##### Teks Bacaan #####

Pemerintah didesak hapus hukuman mati

Indonesia masih menggunakan pendekatan canggung dengan menjadikan hukuman mati sebagai hukuman alternatif pada RKUHP.

Ilustrasi. Pixabay

Bertepatan dengan Hari Anti Hukuman Mati yang jatuh setiap 10 Oktober, Koalisi untuk Hapus Hukuman Mati (Koalisi HATI) mendesak pemerintah untuk menghapus hukuman mati. Koalisi HATI prihatin, di tengah pandemi Covid-19, pengadilan Indonesia justru menjatuhkan hukuman mati melalui sidang secara daring via video teleconference.

“Pemerintah membatalkan semua rencana eksekusi mati pada masa yang akan datang dan secepatnya memberlakukan moratorium hukuman mati serta menghapus pidana yang terindikasi adanya praktik peradilan yang tidak adil (unfair trial),” tulis Koalisi HATI dalam keterangan tertulis yang diunggah di laman Perhimpunan Bantuan Hukum dan HAM Indonesia (PBHI) pada Senin (11/10/21).

##### Entri Hasil Ekstraksi #####

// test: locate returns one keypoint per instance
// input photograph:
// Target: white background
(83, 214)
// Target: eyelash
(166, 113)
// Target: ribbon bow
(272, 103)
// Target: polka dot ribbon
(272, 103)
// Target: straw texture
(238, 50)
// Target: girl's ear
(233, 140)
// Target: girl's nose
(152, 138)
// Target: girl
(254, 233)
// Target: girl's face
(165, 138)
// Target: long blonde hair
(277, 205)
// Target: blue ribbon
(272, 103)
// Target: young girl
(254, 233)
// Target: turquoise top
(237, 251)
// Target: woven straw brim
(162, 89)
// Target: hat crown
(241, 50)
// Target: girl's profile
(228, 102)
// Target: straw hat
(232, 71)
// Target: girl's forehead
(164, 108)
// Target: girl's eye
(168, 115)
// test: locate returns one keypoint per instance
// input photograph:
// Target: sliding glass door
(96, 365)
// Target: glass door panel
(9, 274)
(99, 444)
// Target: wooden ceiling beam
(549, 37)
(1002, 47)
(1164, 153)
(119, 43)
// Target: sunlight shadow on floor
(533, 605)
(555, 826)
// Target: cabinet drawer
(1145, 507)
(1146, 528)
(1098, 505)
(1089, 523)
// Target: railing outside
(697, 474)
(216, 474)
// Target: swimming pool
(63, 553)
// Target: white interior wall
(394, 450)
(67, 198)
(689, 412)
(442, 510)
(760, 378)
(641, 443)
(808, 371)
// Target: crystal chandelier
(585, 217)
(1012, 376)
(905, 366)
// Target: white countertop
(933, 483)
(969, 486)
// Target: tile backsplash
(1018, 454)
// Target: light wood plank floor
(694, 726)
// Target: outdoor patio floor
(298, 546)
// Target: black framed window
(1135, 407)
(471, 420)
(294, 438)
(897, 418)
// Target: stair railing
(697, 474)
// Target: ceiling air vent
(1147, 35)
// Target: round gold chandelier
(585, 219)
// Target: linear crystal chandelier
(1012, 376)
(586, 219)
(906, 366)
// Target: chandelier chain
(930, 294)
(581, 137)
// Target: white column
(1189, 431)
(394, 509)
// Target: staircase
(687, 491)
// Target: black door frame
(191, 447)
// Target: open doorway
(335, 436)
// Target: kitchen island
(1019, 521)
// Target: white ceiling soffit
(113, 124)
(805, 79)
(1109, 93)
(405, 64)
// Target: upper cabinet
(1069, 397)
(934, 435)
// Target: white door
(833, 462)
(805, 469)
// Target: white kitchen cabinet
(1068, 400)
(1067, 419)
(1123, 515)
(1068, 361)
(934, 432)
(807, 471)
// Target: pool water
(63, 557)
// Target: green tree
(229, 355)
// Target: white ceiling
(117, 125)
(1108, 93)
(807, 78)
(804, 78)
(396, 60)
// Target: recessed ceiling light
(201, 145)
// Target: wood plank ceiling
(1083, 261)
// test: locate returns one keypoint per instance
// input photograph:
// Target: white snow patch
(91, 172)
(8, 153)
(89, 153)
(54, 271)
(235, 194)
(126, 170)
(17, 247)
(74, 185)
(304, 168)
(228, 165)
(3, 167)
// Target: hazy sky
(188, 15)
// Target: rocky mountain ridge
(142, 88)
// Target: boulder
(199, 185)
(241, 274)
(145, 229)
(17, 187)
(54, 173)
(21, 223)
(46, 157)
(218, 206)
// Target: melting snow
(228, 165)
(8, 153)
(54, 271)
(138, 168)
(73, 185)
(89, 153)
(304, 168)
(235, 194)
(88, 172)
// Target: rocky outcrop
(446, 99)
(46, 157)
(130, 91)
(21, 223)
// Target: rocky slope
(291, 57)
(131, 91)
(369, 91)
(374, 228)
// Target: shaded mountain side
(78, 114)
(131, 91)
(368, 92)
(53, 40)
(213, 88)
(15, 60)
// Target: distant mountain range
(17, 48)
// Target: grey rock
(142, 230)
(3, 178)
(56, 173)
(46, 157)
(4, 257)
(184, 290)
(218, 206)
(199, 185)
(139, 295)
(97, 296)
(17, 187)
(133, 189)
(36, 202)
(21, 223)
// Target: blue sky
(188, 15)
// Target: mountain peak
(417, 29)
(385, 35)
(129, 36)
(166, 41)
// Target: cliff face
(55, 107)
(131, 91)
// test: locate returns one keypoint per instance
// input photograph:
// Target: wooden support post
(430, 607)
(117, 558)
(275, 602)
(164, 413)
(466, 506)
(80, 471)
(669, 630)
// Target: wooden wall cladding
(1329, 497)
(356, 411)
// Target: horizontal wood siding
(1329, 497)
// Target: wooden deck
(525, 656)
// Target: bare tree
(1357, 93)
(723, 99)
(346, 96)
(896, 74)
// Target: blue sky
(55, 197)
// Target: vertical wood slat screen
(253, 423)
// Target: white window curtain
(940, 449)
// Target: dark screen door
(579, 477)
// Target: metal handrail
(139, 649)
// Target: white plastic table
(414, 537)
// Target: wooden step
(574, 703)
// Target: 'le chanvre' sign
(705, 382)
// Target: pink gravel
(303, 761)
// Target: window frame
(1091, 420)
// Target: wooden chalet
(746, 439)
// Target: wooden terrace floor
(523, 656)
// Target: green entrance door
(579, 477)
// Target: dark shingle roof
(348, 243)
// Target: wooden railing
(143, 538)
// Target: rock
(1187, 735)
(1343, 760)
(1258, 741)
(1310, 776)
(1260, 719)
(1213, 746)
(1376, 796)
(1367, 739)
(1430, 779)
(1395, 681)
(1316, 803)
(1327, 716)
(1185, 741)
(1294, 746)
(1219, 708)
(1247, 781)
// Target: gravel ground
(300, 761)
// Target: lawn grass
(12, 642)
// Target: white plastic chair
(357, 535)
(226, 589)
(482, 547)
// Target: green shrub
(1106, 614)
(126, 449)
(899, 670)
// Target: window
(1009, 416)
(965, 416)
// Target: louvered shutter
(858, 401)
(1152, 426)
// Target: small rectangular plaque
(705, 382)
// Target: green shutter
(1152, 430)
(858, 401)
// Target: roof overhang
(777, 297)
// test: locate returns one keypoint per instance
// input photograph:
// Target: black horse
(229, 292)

#####

Latihan Soal:
a) Menurut artikel tentang hukuman mati, tanggal berapa Hari Anti Hukuman Mati diperingati setiap tahun?
b) Ulangi bagian artikel tentang hukuman mati, dimulai dari "Indonesia masih menggunakan" dan berlanjut hingga "via video teleconference.".
c) Sambung artikel tentang hukuman mati mulai setelah kalimat terakhirnya.
Data di atas tidak diperlukan untuk mengerjakan soal-soal ini.

Jawaban yang Diharapkan:
a) Setiap 10 Oktober.

b)
Indonesia masih menggunakan pendekatan canggung dengan menjadikan hukuman mati sebagai hukuman alternatif pada RKUHP.

Ilustrasi. Pixabay

Bertepatan dengan Hari Anti Hukuman Mati yang jatuh setiap 10 Oktober, Koalisi untuk Hapus Hukuman Mati (Koalisi HATI) mendesak pemerintah untuk menghapus hukuman mati. Koalisi HATI prihatin, di tengah pandemi Covid-19, pengadilan Indonesia justru menjatuhkan hukuman mati melalui sidang secara daring via video teleconference.

c)
PBHI mencatat, hanya sedikit negara yang masih menjatuhkan vonis mati dan melakukan eksekusi terhadap terpidana. Saat ini, ada 108 negara yang tidak menjalankan vonis hukuman mati, baik karena dihapus maupun sudah menjalankan moratorium hukuman mati. Koalisi memandang bahwa pemerintah tidak berkomitmen dalam melindungi hak hidup warga negaranya. Padahal, Indonesia terpilih menjadi anggota Dewan HAM PBB 2020-2022. 

Dewan HAM PBB pun sudah merekomendasikan untuk menghukum dengan moratorium maupun abolisi dalam Universal Periodic Review. Namun pemerintah tidak mengindahkan rekomendasi PBB.

“Alih-alih menerima rekomendasi untuk moratorium hukuman mati, dalam perkembangannya, Indonesia juga telah mengubah sikapnya di Majelis Umum PBB dan Dewan HAM PBB terkait moratorium hukuman mati, yang seharusnya menjadi arah kebijakan politik HAM di tingkat nasional,” tulis Koalisi HATI.